WHAT IS NEEDED:
Under this task are some entries; return every one of them exactly.

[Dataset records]
%%

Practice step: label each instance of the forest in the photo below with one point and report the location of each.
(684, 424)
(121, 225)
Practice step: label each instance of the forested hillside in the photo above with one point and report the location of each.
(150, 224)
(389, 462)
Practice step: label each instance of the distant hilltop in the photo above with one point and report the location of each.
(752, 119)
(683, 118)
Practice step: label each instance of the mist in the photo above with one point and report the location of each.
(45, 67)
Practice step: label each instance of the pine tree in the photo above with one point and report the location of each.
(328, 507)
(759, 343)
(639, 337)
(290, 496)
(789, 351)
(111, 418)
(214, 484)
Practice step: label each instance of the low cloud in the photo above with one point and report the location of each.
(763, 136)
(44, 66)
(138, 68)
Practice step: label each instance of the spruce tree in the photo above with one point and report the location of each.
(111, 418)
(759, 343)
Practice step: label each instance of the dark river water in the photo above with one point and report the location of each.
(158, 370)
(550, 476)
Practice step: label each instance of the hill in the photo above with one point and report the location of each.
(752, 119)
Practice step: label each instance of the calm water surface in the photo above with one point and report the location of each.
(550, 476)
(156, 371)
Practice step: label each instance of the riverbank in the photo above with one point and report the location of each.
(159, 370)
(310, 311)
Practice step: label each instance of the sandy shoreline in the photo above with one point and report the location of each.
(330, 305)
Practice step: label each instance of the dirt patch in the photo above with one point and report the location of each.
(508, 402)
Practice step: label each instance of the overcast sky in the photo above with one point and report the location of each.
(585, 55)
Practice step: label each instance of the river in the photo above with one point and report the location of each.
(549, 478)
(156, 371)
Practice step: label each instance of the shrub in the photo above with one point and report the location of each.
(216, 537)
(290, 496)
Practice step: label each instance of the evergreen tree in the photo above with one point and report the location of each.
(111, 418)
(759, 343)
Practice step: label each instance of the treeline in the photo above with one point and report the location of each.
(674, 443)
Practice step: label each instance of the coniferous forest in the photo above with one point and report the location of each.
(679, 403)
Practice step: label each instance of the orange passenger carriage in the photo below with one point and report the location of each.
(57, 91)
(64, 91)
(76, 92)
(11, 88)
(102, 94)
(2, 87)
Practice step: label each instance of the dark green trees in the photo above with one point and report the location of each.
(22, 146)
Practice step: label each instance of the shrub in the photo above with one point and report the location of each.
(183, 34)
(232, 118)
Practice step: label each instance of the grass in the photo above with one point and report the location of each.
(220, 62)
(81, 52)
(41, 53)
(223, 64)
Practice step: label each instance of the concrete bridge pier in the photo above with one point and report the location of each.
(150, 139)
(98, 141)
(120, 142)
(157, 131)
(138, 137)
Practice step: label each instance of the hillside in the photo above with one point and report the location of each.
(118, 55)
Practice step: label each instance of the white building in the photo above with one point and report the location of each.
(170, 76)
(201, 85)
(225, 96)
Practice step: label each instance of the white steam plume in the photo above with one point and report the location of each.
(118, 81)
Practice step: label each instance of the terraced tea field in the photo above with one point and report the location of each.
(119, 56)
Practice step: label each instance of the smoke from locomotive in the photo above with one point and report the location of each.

%%

RESULT OF THIS TASK:
Practice step: label each instance of the forest in the photo below with one point and report the location of each.
(684, 424)
(121, 225)
Practice step: label each instance of the forested hillside in the photo above with one point and report the location of each.
(150, 224)
(389, 462)
Practice step: label each instance of the distant hilltop in the photo above with one point and report the location of each.
(752, 119)
(683, 118)
Practice step: label each instance of the mist in the photo above with one point and report the location of each.
(45, 67)
Practice step: label each instance of the pine tree in the photo above with one point and report the location of each.
(328, 507)
(759, 343)
(639, 337)
(290, 496)
(789, 351)
(111, 418)
(214, 484)
Practice step: label each instance of the low cloud in the photo above with one point and report the location of each.
(763, 136)
(44, 66)
(138, 68)
Practice step: label each instance of the spruce tree in the photo above with one point and report the location of each.
(111, 418)
(759, 343)
Practice step: label each instance of the dark river water in the photo above with one point and report the location of each.
(158, 370)
(550, 476)
Practice step: label each instance of the hill in the photo above with one point and report the location of each.
(752, 119)
Practice step: label each instance of the calm water surface in the photo above with one point and report the location of each.
(550, 476)
(156, 371)
Practice step: label each instance of the riverbank in the photo above with one point and report the location of each.
(159, 370)
(310, 311)
Practice step: label each instance of the sandy shoreline in the photo above with one point and report the location of each.
(330, 305)
Practice step: label each instance of the dirt patch in the photo above with one point and report the location of each.
(508, 402)
Practice step: label each instance of the overcast sky in the photo above with one point and report the location of each.
(585, 55)
Practice step: label each instance of the river in the photo above with one point and report the location of each.
(549, 478)
(156, 371)
Practice step: label each instance of the shrub in the photo above with one point and report the location of each.
(216, 537)
(290, 496)
Practice step: label each instance of the evergreen tree in the photo above with one point and report the location of each.
(111, 418)
(759, 343)
Practice step: label each instance of the treeline in the photo above with one point and report the location of each.
(674, 443)
Practice step: label each instance of the coniferous forest in the photo above with one point and report the location of each.
(679, 403)
Practice step: label each instance of the orange passenger carriage in the photo below with one point and report the location of each.
(57, 91)
(64, 91)
(76, 92)
(11, 88)
(102, 94)
(2, 87)
Practice step: label each instance of the dark green trees in the photo above with one point and report the location of each.
(22, 146)
Practice step: label each instance of the shrub in the photo above with one point and report the location of each.
(183, 34)
(232, 118)
Practice step: label each instance of the grass in the photo above with one point and report the location of each.
(220, 62)
(81, 52)
(41, 53)
(223, 64)
Practice step: label each instance of the concrete bridge pier in the photo above with one point and report the location of each.
(150, 139)
(98, 141)
(120, 142)
(157, 131)
(138, 137)
Practice step: label each instance of the hillside in the photo above with one point and report the location of each.
(118, 55)
Practice step: label each instance of the white building in the photo above with one point and report the location of each.
(170, 76)
(201, 85)
(225, 96)
Practice step: label each instance of the white steam plume in the photo above with one point and report the location of each.
(118, 81)
Practice step: label each instance of the terraced tea field in the photo above with one point and report the location of each.
(119, 56)
Practice step: label each instance of the smoke from locomotive in the photo above with one point and report the location of each.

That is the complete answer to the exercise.